** begin TEXT TO READ **

# best value for the $$ - 1911



## hideit

it must have a beaver tail on it........... which? Springfiled or Kimber or S&W or OTHER ???


----------



## AZ Outlaws

Check out the Taurus PT1911...


----------



## AZ Outlaws

Deleted... double post.


----------



## DevilsJohnson

The PT1911 is a really good lower priced 1911. I've got 2 and love them. I'm still a die hard Springfield fan but true is true.:smt023


----------



## BeefyBeefo

I don't know much at all about the 1911 platform, but from what I've heard/seen the taurus would be the good way to go.

-Jeff-


----------



## Ram Rod

The PT1911 fits the bill nicely as to the OP. It's next on my list. Yes---I've deveiated from Glock in the 45ACP department with the SIG P220 first.


----------



## submoa

STI Trojan 5.0

IPSC, USPSA, IDPA, SSSA competition gun for a grand.

AH review: http://www.stiguns.com/USPress/a_handgunner/Tactical2003/AHTactical2003.html


----------



## kenn

*1911*

I would go either with the Taurus or the RIA


----------



## TcRoc

I am in the debate myself as to my 1st 1911.
Can't decide what to get,actually frustrating me.lol


----------



## hawcer

TcRoc said:


> I am in the debate myself as to my 1st 1911.
> Can't decide what to get,actually frustrating me.lol


Been there,Done that....I was looking to by my first "new" 1911.Had my heart set on a Kimber Pro-carry II....by the time I saved up my hard earned dough and went to buy it...they jacked the price up $100...Can you say ,WTF?

Needless to say,I walked out of the store with a new IMI Baby Desert Eagle ,100rds of 40s&w ammo and a smile on my face...I also had 200 extra bucks in my pocket I didn't have to spend! 

Don't burn yourself out looking...go get one,NOW!


----------



## forestranger

*RIA Tactical*










Know some folks look down on it, but have owned a bunch of 1911s & this one has impressed me. 500 rds w/o a burp, accurate and $480. Got it for truck gun but I'm rethinking that?


----------



## DevilsJohnson

Really for a 1st 1911 all one can say is how do you want it to perform and how much you want to spend. There are some really nice lower cost ones. the PT1911 and the RIA are two great examples. Ny first was a Springfield and I'm glad it was. I knew many people with Kimbers and the like and I really didn't like them as much..not sure why really, they just didn't feel right. anyway, I picked up the Springer and I knew it was the one for me. i still have that 1911 and it's always treated me right. I do my part and it does it's.

** end TEXT TO READ **
** begin EXTRACTED RECORDS **

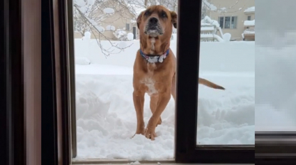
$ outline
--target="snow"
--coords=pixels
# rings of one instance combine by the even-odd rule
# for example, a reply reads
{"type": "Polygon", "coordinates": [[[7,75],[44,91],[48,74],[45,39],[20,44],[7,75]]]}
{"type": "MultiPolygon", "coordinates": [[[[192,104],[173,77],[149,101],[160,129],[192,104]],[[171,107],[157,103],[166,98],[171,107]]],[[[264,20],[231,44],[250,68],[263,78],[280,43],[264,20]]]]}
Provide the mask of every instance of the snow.
{"type": "Polygon", "coordinates": [[[127,40],[134,40],[134,34],[132,33],[127,33],[127,40]]]}
{"type": "Polygon", "coordinates": [[[244,31],[244,35],[254,35],[255,31],[248,31],[248,29],[246,29],[244,31]]]}
{"type": "Polygon", "coordinates": [[[98,29],[98,31],[99,31],[100,33],[103,33],[105,29],[104,27],[100,26],[95,26],[95,28],[98,29]]]}
{"type": "Polygon", "coordinates": [[[212,10],[212,11],[217,10],[217,7],[215,5],[211,4],[210,3],[207,1],[206,0],[203,0],[203,2],[205,3],[206,6],[208,8],[209,8],[210,10],[212,10]]]}
{"type": "MultiPolygon", "coordinates": [[[[105,57],[96,41],[90,40],[88,48],[81,39],[75,42],[75,57],[84,56],[91,61],[91,64],[75,66],[76,159],[173,159],[173,98],[162,114],[163,123],[156,128],[155,141],[143,135],[130,139],[137,126],[132,96],[132,67],[139,41],[114,42],[130,46],[105,57]]],[[[101,44],[105,49],[110,46],[109,41],[101,44]]],[[[254,42],[201,43],[200,76],[226,90],[198,86],[197,144],[254,144],[254,42]]],[[[176,53],[176,39],[171,42],[171,48],[176,53]]],[[[145,101],[147,123],[152,114],[148,95],[145,101]]]]}
{"type": "Polygon", "coordinates": [[[115,12],[114,9],[110,8],[104,8],[103,11],[105,14],[114,14],[115,12]]]}
{"type": "Polygon", "coordinates": [[[90,64],[91,61],[85,57],[76,56],[75,64],[90,64]]]}
{"type": "Polygon", "coordinates": [[[216,20],[212,20],[208,15],[201,19],[201,26],[214,25],[216,28],[220,27],[220,24],[216,20]]]}
{"type": "Polygon", "coordinates": [[[84,33],[84,37],[86,39],[91,39],[91,33],[89,31],[86,31],[84,33]]]}
{"type": "Polygon", "coordinates": [[[252,6],[244,10],[244,12],[255,12],[255,6],[252,6]]]}
{"type": "Polygon", "coordinates": [[[213,26],[203,26],[201,27],[201,31],[214,31],[215,28],[213,26]]]}
{"type": "Polygon", "coordinates": [[[115,26],[112,26],[112,25],[107,25],[107,26],[106,26],[106,29],[107,30],[107,31],[115,31],[115,26]]]}
{"type": "Polygon", "coordinates": [[[88,5],[93,5],[95,4],[95,0],[87,0],[87,3],[88,5]]]}
{"type": "Polygon", "coordinates": [[[231,33],[224,33],[223,35],[223,40],[225,42],[229,42],[231,40],[231,33]]]}
{"type": "Polygon", "coordinates": [[[244,21],[244,26],[255,26],[255,19],[251,21],[244,21]]]}
{"type": "Polygon", "coordinates": [[[84,0],[74,0],[74,3],[80,7],[86,6],[86,2],[84,0]]]}

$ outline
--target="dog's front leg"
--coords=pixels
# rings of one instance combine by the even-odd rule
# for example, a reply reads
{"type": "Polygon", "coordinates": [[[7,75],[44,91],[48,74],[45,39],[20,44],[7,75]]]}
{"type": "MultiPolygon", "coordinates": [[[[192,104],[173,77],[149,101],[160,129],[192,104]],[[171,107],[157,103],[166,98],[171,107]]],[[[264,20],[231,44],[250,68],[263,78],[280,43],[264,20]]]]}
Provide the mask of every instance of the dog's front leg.
{"type": "Polygon", "coordinates": [[[155,111],[153,114],[151,118],[149,120],[147,128],[145,130],[145,137],[148,139],[154,140],[156,137],[155,128],[159,120],[160,115],[166,107],[170,98],[171,98],[171,91],[166,90],[165,92],[158,94],[158,101],[155,111]]]}
{"type": "Polygon", "coordinates": [[[145,123],[143,116],[145,92],[141,90],[134,90],[132,98],[134,106],[137,114],[137,131],[136,134],[144,134],[145,123]]]}

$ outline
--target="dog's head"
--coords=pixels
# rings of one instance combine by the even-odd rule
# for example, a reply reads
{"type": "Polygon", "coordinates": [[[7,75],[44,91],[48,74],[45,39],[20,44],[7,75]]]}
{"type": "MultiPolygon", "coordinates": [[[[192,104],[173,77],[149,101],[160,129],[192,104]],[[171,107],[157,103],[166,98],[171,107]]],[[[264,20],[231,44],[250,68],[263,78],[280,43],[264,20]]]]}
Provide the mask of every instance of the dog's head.
{"type": "Polygon", "coordinates": [[[162,6],[151,6],[141,12],[137,19],[141,35],[162,37],[171,35],[173,26],[177,28],[177,14],[162,6]]]}

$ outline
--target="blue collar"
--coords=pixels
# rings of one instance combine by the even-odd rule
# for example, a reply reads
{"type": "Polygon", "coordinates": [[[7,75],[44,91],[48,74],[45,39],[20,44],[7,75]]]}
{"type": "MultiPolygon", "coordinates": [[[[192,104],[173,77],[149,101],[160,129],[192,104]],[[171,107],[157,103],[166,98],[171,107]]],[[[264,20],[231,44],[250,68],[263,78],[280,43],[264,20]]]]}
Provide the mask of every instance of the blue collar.
{"type": "Polygon", "coordinates": [[[142,50],[141,50],[140,49],[141,55],[149,63],[162,62],[169,55],[169,49],[162,55],[157,55],[152,56],[144,54],[144,53],[143,53],[142,50]]]}

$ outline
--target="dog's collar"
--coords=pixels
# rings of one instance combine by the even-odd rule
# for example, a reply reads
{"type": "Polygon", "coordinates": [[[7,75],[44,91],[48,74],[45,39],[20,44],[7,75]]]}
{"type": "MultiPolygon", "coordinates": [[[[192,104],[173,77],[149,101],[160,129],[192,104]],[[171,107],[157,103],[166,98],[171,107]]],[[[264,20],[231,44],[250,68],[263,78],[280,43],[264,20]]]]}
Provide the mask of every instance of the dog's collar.
{"type": "Polygon", "coordinates": [[[141,55],[149,63],[162,62],[169,55],[169,49],[162,55],[157,55],[152,56],[144,54],[144,53],[143,53],[142,50],[141,50],[140,49],[141,55]]]}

** end EXTRACTED RECORDS **

> TASK SET:
1. In the forum thread, what price does forestranger give for the RIA Tactical?
2. Write out the part of the forum thread that opens with the words containing "The PT1911 is" and closes with "good way to go.".
3. State whether each statement agrees with the forum thread, answering yes or no and quoting the deciding words: (a) DevilsJohnson owns two PT1911 pistols. (b) hawcer left the store with a Kimber Pro-carry II. (c) submoa calls the STI Trojan 5.0 a competition gun for a grand.
The records were drawn from a separate source.

> THE REPLIES:
1. $480.

2.
The PT1911 is a really good lower priced 1911. I've got 2 and love them. I'm still a die hard Springfield fan but true is true.:smt023


----------



## BeefyBeefo

I don't know much at all about the 1911 platform, but from what I've heard/seen the taurus would be the good way to go.

3.
(a) Yes: "I've got 2 and love them."
(b) No: "I walked out of the store with a new IMI Baby Desert Eagle"
(c) Yes: "IPSC, USPSA, IDPA, SSSA competition gun for a grand."